*Record excerpts*:
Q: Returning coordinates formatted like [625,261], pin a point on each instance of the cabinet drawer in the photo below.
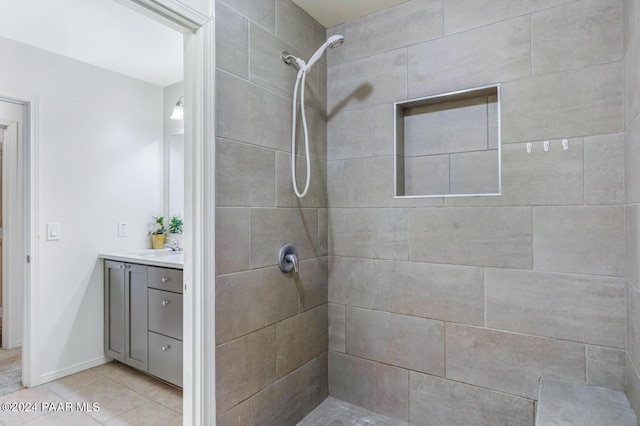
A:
[165,313]
[165,358]
[165,279]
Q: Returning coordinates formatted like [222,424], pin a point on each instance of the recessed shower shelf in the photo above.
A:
[448,145]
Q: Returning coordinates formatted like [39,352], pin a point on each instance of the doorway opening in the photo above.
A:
[199,204]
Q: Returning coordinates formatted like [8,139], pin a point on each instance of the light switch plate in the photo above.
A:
[53,231]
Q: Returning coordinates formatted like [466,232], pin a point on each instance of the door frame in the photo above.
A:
[13,227]
[25,218]
[199,199]
[199,230]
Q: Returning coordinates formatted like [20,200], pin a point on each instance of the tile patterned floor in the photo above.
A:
[126,397]
[333,412]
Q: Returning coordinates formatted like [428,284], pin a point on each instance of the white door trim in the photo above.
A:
[27,221]
[199,216]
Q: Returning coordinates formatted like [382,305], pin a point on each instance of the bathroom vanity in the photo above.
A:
[143,311]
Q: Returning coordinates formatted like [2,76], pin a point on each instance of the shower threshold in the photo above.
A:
[335,412]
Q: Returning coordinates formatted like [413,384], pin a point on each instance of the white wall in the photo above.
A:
[100,162]
[173,153]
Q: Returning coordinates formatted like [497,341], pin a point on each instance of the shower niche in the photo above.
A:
[448,145]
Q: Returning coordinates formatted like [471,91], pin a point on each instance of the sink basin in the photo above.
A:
[156,253]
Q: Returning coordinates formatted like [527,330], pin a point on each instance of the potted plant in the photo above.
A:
[158,233]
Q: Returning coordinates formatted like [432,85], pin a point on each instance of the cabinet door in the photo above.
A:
[114,337]
[136,324]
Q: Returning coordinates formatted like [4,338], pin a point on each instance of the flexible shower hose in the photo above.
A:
[302,75]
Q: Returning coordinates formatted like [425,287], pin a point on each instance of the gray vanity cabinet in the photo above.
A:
[143,318]
[125,313]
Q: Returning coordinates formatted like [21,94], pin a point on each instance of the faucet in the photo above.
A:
[173,244]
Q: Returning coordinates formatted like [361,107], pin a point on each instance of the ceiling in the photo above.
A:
[333,12]
[99,32]
[109,35]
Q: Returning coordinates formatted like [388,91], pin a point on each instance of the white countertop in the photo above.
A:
[162,257]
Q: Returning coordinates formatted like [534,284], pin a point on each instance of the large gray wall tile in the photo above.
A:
[378,32]
[383,129]
[444,292]
[437,402]
[456,126]
[604,169]
[267,69]
[233,243]
[377,387]
[323,232]
[316,195]
[245,175]
[556,105]
[633,324]
[350,134]
[368,182]
[245,366]
[500,237]
[532,178]
[300,339]
[427,175]
[632,244]
[584,240]
[508,362]
[605,367]
[460,15]
[298,27]
[313,282]
[351,281]
[631,161]
[597,24]
[373,233]
[262,12]
[629,23]
[581,308]
[252,114]
[270,228]
[475,172]
[288,400]
[632,387]
[495,53]
[631,77]
[377,336]
[263,296]
[240,415]
[368,81]
[232,41]
[337,327]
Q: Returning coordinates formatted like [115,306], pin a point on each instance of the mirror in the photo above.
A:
[448,145]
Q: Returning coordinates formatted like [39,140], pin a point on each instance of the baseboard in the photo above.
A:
[58,374]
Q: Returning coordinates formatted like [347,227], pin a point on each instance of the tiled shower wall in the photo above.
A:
[632,193]
[271,328]
[448,311]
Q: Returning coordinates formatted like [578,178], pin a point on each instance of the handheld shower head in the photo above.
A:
[335,41]
[332,42]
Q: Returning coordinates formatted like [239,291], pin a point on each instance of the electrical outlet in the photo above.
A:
[123,229]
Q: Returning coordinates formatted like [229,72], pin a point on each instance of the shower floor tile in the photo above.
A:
[333,412]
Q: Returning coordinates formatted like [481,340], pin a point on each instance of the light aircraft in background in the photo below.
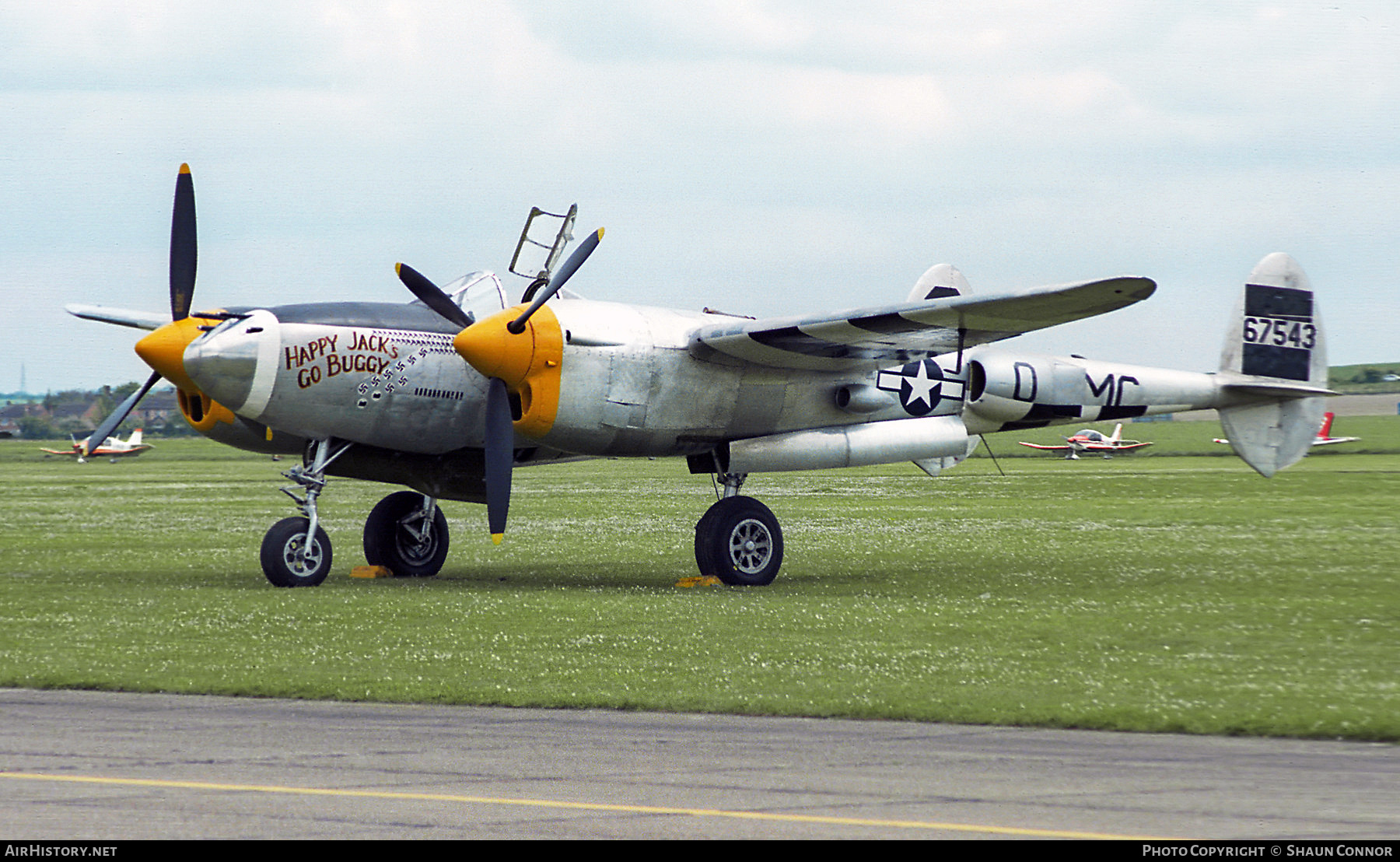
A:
[110,447]
[450,394]
[1094,441]
[1323,438]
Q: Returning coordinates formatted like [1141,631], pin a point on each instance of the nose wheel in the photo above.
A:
[740,541]
[289,559]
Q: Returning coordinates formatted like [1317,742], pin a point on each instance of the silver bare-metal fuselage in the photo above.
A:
[636,384]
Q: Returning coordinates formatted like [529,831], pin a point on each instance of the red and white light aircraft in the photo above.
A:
[111,447]
[1094,441]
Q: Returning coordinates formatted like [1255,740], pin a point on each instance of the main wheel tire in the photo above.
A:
[391,538]
[282,555]
[740,541]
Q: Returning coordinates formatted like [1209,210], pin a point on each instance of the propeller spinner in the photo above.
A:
[164,349]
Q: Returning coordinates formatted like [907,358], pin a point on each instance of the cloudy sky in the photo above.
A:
[761,157]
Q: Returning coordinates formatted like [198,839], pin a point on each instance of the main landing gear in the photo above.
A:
[738,539]
[406,532]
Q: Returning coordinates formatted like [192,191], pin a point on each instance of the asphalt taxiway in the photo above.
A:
[112,766]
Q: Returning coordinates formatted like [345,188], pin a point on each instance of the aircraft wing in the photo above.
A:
[882,336]
[136,320]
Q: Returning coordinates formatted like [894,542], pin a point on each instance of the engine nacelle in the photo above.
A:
[222,424]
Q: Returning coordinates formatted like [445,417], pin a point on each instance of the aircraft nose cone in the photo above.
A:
[164,350]
[497,353]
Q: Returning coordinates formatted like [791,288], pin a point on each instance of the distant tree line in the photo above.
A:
[77,412]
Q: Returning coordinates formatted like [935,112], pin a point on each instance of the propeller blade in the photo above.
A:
[432,294]
[184,245]
[115,419]
[500,452]
[556,282]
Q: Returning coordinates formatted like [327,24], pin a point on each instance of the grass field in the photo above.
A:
[1153,592]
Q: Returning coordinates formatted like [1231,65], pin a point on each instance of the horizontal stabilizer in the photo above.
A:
[881,336]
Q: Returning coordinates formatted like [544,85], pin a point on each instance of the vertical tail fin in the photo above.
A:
[1274,366]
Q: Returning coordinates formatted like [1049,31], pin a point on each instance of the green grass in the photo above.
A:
[1140,594]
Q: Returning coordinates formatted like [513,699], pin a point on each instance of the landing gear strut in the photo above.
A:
[408,535]
[296,552]
[738,539]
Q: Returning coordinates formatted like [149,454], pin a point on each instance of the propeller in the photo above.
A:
[432,296]
[556,282]
[184,254]
[500,457]
[500,427]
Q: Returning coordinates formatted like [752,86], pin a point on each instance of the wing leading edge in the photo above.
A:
[875,338]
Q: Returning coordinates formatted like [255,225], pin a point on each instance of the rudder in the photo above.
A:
[1276,364]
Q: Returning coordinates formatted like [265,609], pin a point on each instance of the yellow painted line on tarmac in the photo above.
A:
[586,806]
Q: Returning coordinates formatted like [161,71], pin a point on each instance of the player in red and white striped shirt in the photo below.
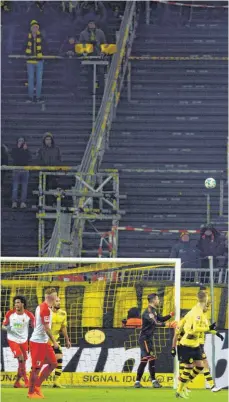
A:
[16,323]
[41,351]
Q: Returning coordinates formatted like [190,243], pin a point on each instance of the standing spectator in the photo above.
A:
[211,243]
[49,153]
[189,254]
[21,157]
[4,161]
[93,35]
[91,11]
[35,65]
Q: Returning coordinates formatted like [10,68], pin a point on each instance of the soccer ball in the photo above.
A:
[210,183]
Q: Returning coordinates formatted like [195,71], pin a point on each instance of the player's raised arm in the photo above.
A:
[6,321]
[165,318]
[31,317]
[65,332]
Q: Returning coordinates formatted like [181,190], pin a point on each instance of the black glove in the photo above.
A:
[220,336]
[212,326]
[173,352]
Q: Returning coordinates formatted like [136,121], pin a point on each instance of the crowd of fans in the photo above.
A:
[93,16]
[195,254]
[47,155]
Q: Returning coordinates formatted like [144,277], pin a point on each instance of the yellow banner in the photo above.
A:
[107,379]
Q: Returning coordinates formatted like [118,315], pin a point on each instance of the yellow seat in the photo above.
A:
[109,48]
[84,48]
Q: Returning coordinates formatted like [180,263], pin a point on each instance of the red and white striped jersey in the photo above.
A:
[43,315]
[18,325]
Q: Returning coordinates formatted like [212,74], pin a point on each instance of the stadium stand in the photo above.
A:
[175,120]
[67,116]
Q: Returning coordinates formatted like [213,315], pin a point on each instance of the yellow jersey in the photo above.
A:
[59,321]
[180,330]
[196,324]
[202,334]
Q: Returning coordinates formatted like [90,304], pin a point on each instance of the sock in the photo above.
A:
[195,372]
[23,370]
[181,368]
[152,369]
[141,369]
[209,378]
[184,378]
[19,374]
[32,379]
[44,374]
[58,370]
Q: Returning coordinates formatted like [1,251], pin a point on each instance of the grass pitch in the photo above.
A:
[112,395]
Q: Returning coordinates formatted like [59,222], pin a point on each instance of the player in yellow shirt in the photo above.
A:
[190,352]
[59,324]
[206,372]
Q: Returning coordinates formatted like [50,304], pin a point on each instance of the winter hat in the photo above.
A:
[47,134]
[185,232]
[33,22]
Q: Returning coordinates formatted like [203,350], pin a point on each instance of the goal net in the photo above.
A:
[97,295]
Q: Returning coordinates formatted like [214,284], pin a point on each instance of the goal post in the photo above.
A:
[97,295]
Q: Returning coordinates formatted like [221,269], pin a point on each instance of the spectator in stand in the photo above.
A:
[186,251]
[93,35]
[21,157]
[49,153]
[91,11]
[211,243]
[4,161]
[34,48]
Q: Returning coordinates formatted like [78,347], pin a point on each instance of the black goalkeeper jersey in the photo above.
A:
[151,319]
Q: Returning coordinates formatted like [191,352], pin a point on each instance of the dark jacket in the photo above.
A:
[189,254]
[49,156]
[151,319]
[20,156]
[89,12]
[213,245]
[97,37]
[4,155]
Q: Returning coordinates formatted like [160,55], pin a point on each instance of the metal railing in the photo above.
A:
[99,138]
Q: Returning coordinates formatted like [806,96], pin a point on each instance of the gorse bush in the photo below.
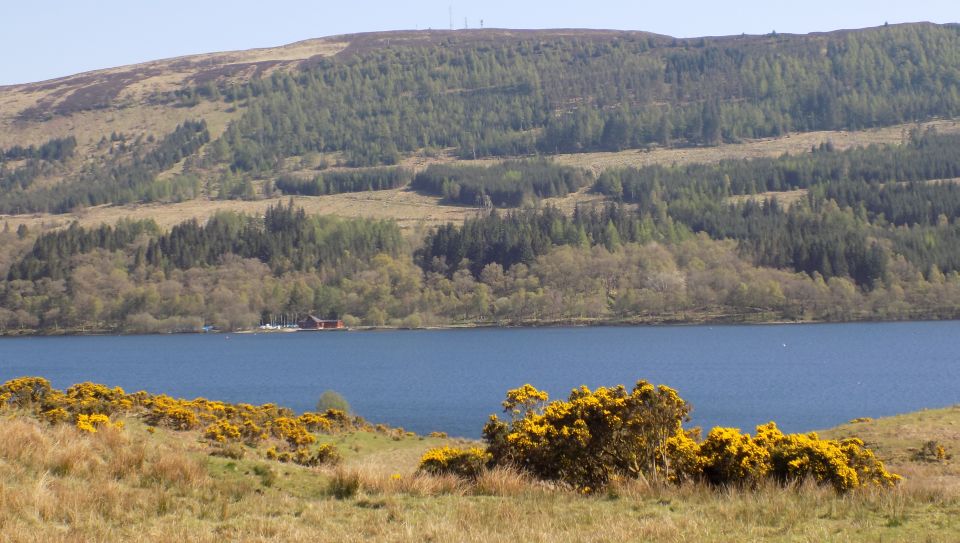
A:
[590,438]
[597,436]
[90,406]
[465,463]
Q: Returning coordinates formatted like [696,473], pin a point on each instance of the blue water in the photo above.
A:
[802,376]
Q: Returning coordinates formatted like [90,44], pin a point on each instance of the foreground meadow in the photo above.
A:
[144,481]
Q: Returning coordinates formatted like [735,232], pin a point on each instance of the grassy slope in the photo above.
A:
[133,485]
[411,209]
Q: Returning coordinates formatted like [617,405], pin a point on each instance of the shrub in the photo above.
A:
[729,457]
[24,392]
[222,431]
[331,399]
[589,438]
[90,423]
[466,463]
[292,431]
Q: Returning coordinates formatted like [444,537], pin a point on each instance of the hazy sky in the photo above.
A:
[43,39]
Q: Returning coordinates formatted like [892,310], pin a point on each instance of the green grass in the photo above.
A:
[142,486]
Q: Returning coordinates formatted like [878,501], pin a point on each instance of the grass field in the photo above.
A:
[131,484]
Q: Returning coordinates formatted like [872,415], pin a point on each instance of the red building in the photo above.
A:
[313,323]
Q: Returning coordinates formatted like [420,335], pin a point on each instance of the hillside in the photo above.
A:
[634,178]
[382,98]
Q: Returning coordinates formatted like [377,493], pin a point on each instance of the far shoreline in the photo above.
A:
[737,320]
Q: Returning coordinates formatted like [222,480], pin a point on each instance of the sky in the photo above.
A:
[44,39]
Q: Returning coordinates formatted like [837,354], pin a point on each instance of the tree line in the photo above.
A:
[126,177]
[572,94]
[336,182]
[508,184]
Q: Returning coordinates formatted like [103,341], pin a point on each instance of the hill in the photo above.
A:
[380,98]
[746,178]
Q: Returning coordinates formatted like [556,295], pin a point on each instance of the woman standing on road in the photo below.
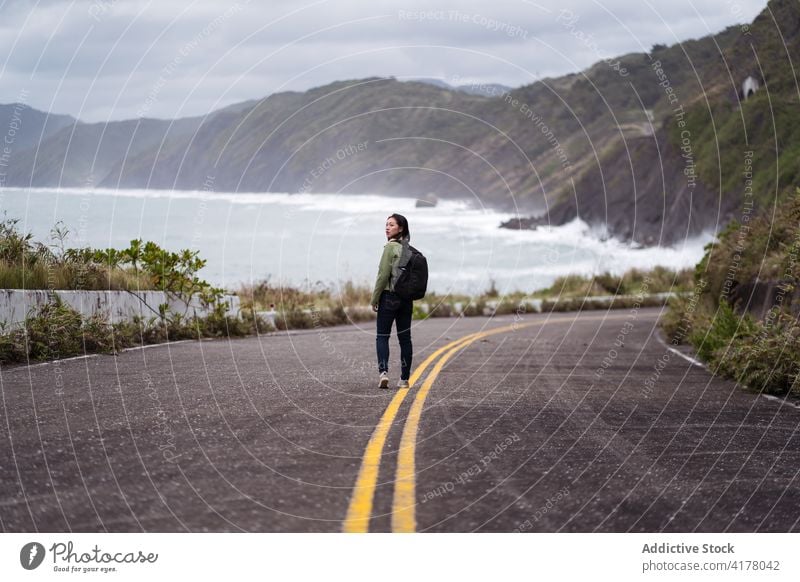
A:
[390,306]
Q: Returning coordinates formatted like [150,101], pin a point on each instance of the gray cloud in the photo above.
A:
[106,59]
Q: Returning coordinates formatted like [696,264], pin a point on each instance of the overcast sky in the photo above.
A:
[118,59]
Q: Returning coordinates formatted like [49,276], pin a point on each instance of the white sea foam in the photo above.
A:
[335,237]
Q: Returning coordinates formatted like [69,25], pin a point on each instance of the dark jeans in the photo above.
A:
[391,308]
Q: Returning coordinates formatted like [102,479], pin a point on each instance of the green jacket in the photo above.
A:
[384,282]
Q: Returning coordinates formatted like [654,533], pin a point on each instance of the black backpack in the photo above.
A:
[412,280]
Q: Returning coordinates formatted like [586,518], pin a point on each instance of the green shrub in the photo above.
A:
[767,360]
[716,334]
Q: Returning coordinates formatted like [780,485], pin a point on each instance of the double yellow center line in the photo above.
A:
[404,502]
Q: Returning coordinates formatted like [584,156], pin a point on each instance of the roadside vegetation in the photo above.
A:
[762,353]
[58,331]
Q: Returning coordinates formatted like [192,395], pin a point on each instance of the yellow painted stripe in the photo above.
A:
[404,503]
[360,508]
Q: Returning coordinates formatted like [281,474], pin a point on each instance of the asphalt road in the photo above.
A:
[564,422]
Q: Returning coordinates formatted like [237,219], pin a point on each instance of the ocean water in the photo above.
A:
[329,239]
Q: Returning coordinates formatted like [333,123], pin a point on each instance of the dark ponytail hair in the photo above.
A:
[402,223]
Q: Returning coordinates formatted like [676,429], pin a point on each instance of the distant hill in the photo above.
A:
[28,126]
[651,145]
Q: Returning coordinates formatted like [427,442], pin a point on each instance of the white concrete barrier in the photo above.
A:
[16,304]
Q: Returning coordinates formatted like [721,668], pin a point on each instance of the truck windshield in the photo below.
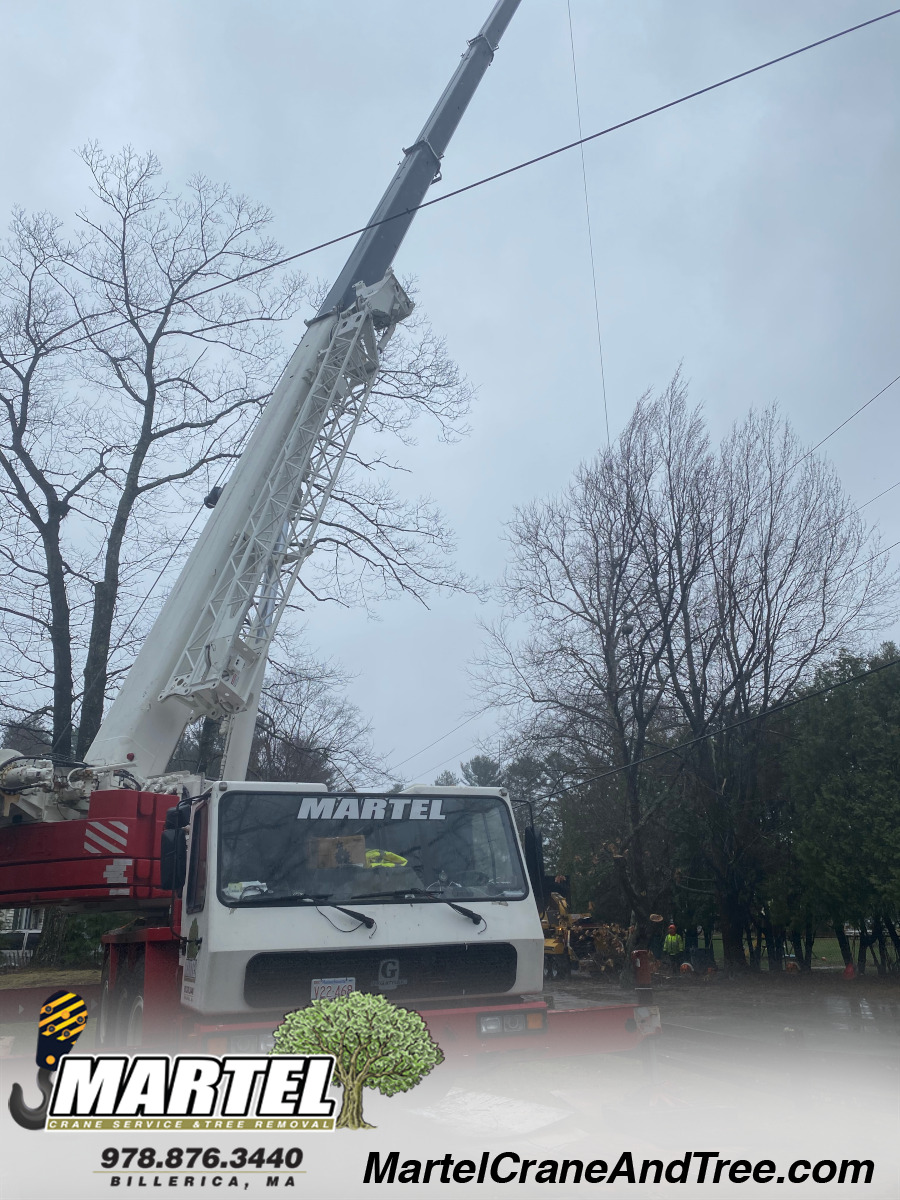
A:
[384,849]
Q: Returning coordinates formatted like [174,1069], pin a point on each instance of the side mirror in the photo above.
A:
[173,849]
[534,863]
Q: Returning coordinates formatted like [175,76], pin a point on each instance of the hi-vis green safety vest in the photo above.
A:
[384,858]
[673,943]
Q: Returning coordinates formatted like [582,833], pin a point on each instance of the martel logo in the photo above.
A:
[388,973]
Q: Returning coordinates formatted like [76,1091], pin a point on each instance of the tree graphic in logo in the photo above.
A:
[375,1044]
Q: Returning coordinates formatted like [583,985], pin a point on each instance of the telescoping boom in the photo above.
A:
[207,652]
[257,898]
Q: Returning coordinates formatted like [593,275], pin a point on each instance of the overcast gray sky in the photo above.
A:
[750,234]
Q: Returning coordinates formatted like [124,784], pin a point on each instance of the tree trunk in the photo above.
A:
[351,1116]
[60,636]
[732,927]
[861,953]
[48,952]
[844,943]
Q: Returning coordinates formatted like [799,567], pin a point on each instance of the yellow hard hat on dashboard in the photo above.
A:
[384,858]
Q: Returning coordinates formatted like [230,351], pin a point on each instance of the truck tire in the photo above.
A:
[130,1007]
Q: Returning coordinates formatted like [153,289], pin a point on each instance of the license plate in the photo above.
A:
[330,989]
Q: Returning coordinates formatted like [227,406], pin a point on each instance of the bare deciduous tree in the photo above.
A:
[133,358]
[670,593]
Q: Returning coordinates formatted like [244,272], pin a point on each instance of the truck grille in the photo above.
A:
[397,972]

*The problem*: The lines to return are those with the string "shower" in them; copy each from the entries above.

*Worked solution*:
Q: Returning coordinates formatted like [222,424], pin a point on each instance of the recessed shower shelf in the photo above.
Q: Returning coordinates formatted like [2,76], pin a point on each instance of the shower threshold in the photo above.
Q: Returning coordinates formatted like [497,341], pin a point on each instance of the shower niche in the photo above.
Q: Returning coordinates formatted like [4,338], pin a point on each instance of the flexible shower hose in the photo above.
Q: Returning coordinates formatted like [347,227], pin a point on each instance of the tiled shower wall in the photo above.
Q: Returning coordinates formatted like [578,178], pin a point on each instance of the handheld shower head in the photo above.
Q: Returning coordinates formatted like [229,72], pin a point on each instance of the shower floor tile in the photo above.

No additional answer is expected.